WHAT TO WORK ON —
Leaving out all pictures, retype the records exactly.

--- START ---

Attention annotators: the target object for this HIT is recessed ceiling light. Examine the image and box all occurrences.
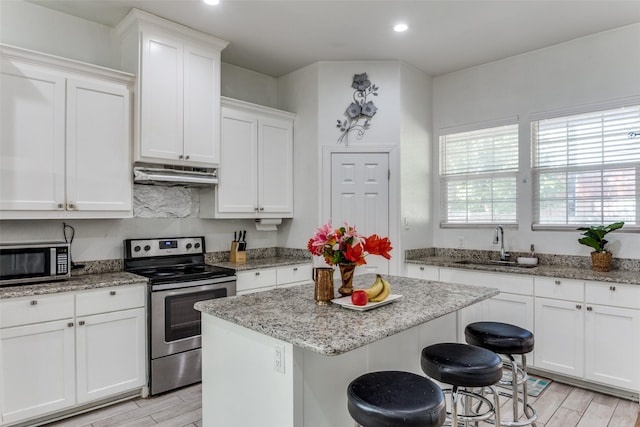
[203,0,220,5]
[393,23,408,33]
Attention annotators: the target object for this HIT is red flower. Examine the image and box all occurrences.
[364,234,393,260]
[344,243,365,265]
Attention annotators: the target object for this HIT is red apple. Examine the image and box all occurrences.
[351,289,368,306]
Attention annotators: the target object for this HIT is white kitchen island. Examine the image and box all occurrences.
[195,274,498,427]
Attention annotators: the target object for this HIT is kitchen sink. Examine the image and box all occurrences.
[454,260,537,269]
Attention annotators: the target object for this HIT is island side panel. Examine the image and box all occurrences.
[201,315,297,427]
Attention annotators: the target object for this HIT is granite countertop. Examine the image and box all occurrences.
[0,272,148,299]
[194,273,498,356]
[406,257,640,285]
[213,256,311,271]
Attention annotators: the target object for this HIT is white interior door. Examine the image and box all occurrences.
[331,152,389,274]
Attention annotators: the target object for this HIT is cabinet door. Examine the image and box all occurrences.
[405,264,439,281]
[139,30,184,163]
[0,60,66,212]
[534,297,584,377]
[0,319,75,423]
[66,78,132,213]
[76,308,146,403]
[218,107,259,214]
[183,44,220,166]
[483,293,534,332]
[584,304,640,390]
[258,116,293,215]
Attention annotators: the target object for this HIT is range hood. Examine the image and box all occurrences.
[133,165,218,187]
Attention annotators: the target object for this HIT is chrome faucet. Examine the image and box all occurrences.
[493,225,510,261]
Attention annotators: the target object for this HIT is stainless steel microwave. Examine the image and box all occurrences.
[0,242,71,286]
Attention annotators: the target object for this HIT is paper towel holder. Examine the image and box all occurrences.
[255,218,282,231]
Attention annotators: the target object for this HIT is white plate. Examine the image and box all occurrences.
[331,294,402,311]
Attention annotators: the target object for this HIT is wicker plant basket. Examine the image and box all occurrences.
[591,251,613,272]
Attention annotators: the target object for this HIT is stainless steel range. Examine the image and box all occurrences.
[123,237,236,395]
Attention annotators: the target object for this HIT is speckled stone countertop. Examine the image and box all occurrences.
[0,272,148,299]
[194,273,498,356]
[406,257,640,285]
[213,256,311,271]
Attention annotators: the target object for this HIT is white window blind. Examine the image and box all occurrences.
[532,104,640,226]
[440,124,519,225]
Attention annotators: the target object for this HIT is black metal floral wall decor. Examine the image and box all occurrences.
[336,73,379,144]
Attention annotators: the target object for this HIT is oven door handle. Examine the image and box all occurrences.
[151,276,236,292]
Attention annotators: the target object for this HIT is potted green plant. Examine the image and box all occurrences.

--- END ---

RESULT —
Attention annotators: the target object for this HIT is recessed ceiling light. Examine the image and box all occurrences.
[203,0,220,5]
[393,23,408,33]
Attention annotators: the target object for this HIT is red flower. Examine the image and box all occurrences.
[364,234,393,260]
[344,243,365,265]
Attention annotators: the target object for this HIT is red apple. Examine the image and box all occurrences.
[351,289,368,306]
Attention annotators: the target object for this HIT is white kitchen island. Examine the image and box all occurrences.
[195,274,498,427]
Attention annotators: the target object for this HIT is kitchen sink. Examine the image and box all occurrences.
[454,260,537,269]
Attention annotators: the target object for this HIT is island side panel. Examine the image and box all occurrences.
[201,315,297,427]
Attention annotators: the target object for this HIT is granite countertop. Examine the image and box all occurrences.
[0,272,148,299]
[194,273,498,356]
[406,257,640,285]
[213,256,311,271]
Attention annotators: the target object for this HIT is white interior door. Examine the image and box all occurrences.
[331,152,389,274]
Attention annotators: the target object for this HIT is cabinet door. Examine the image and box all occurrences.
[405,264,439,281]
[139,30,184,163]
[0,60,66,212]
[534,297,584,377]
[0,319,75,423]
[66,78,132,213]
[76,308,146,403]
[218,107,259,214]
[183,44,220,166]
[483,293,534,332]
[584,304,640,390]
[258,116,293,215]
Attention annotators: the target object for this HIT is range hood. Examine the image and box all occurrences.
[133,165,218,187]
Attention annotators: the target object for this HIT is chrome faucet. Examine the image and box all occurrences.
[493,225,510,261]
Attention annotators: the target object for this HIT is stainless steel microwave. Examine the image and box all occurrences.
[0,242,71,286]
Attention annotators: the target object for this HIT is paper towel holder. Examine the image and box all occurrences.
[255,218,282,231]
Attention annotators: the target object for this HIT is white plate. Examine the image and box all occurrences.
[331,294,402,311]
Attention annotators: the target object for this HIT is wicker plant basket. Examine the image and box all occurrences.
[591,251,613,272]
Attention annotators: the target object for this HIT is stainless steel range. Examine the image and box all occurrences.
[123,237,236,395]
Attention annotators: the target object for this HIT is speckled stone countertop. Examine the image and box all occurrences.
[0,272,148,299]
[194,273,498,356]
[406,257,640,285]
[213,256,311,271]
Attention annotators: the target object for this HIT is white window blind. Examine the image and box all occurrences.
[532,104,640,226]
[440,124,519,225]
Attention annotators: the target object for this HIT is black metal floral wall decor. Examine the image and box all occurrences.
[336,73,379,144]
Attention annotators: the target object for this HIT is oven door handle. Examine the image and box all occurrences.
[151,276,236,292]
Attention annotators: the target object for this HIT is potted green plant. Examine the image and box all occurrences.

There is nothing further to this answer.